_TASK DIRECTIONS_
Pull out every entry below and reproduce each one word for word, changing nothing.

==== TASK INPUTS ====

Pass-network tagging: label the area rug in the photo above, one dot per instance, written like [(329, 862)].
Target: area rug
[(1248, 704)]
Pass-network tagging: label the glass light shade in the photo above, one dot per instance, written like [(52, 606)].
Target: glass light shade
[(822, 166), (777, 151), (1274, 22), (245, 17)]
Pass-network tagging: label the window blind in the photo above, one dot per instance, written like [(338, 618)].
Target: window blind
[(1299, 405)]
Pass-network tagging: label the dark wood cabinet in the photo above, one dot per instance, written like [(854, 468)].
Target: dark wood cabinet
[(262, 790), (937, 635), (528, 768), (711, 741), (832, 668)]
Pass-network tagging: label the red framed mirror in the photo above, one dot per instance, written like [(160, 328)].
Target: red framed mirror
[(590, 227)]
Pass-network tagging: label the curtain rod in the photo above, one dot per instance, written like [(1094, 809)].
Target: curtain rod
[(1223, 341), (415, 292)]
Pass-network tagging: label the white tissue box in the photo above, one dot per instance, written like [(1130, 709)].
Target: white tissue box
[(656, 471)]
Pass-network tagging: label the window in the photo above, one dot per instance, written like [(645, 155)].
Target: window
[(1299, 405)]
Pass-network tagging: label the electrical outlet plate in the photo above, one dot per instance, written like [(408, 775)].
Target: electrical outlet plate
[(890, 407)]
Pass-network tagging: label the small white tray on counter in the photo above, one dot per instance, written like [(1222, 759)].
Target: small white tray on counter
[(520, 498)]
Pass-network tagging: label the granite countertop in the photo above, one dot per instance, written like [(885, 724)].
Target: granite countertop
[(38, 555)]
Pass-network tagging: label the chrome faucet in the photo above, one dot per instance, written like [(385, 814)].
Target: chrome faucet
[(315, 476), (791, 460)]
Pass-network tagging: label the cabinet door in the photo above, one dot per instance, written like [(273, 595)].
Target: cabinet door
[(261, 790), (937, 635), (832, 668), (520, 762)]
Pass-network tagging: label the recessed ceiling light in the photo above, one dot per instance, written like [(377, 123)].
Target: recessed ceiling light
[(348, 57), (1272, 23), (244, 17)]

====

_WORKED SOLUTION_
Pass-network tagging: label the area rug in the photo above, one dot per instance, written like [(329, 862)].
Target: area rug
[(1248, 704)]
Pass-network tagging: label the glass light shade in the photo above, one dot per instance, written like [(52, 606)].
Target: glass light shade
[(822, 166), (777, 151), (1274, 22), (245, 17)]
Pass-network tagging: label the window blind in the photo above, one dot per instance, written like [(338, 618)].
Target: window blind
[(1299, 405)]
Pass-network tagging: label the dark wood cabinet in the photo above, one dot per instance, written like [(854, 468)].
Target: dark wood cabinet
[(262, 790), (937, 635), (528, 768), (711, 741), (832, 668)]
Pass-network tagging: label the red framed mirror in the photo above, one dot per instance, written like [(160, 328)].
Target: red framed mirror
[(590, 227)]
Pass-network tagging: label the curtain rod in the photo above, one dot per instance, written like [(1094, 809)].
Target: curtain rod
[(1223, 341), (415, 292)]
Pass-network tagging: label the white tissue box in the photo above, one dot per instance, written like [(1130, 709)].
Target: white tissue box
[(656, 471)]
Pass-network tagging: label the window in the photo above, one dot per instance, written like [(645, 155)].
Target: window
[(1299, 405)]
Pass-network tagging: label the electrical outlet plate in the photo above, one dot per instance, written like [(408, 775)].
Target: electrical outlet plate
[(890, 407)]
Pass-network tagging: label the small white tray on counter in the photo above, one dot per instance, written like [(1222, 759)].
Target: small white tray on counter
[(520, 498)]
Pass-network tagging: label the granite countertop in the photo above, one dot per instance, written like [(885, 724)].
Target: granite countertop
[(38, 555)]
Pass-network tagging: label the chrome faucet in the photo above, one dot per instance, written like [(385, 814)].
Target: chrome faucet
[(315, 476), (791, 460)]
Pass-network tagging: label the cabinet door in the photo above, one dot per instance, written like [(273, 595)].
Target: cabinet door
[(261, 790), (937, 635), (832, 668), (520, 762)]
Pass-network tagging: label the recessed ceiling light in the photo above, one dot per instance, written like [(377, 123)].
Target: recessed ceiling light
[(348, 57), (1272, 23), (244, 17)]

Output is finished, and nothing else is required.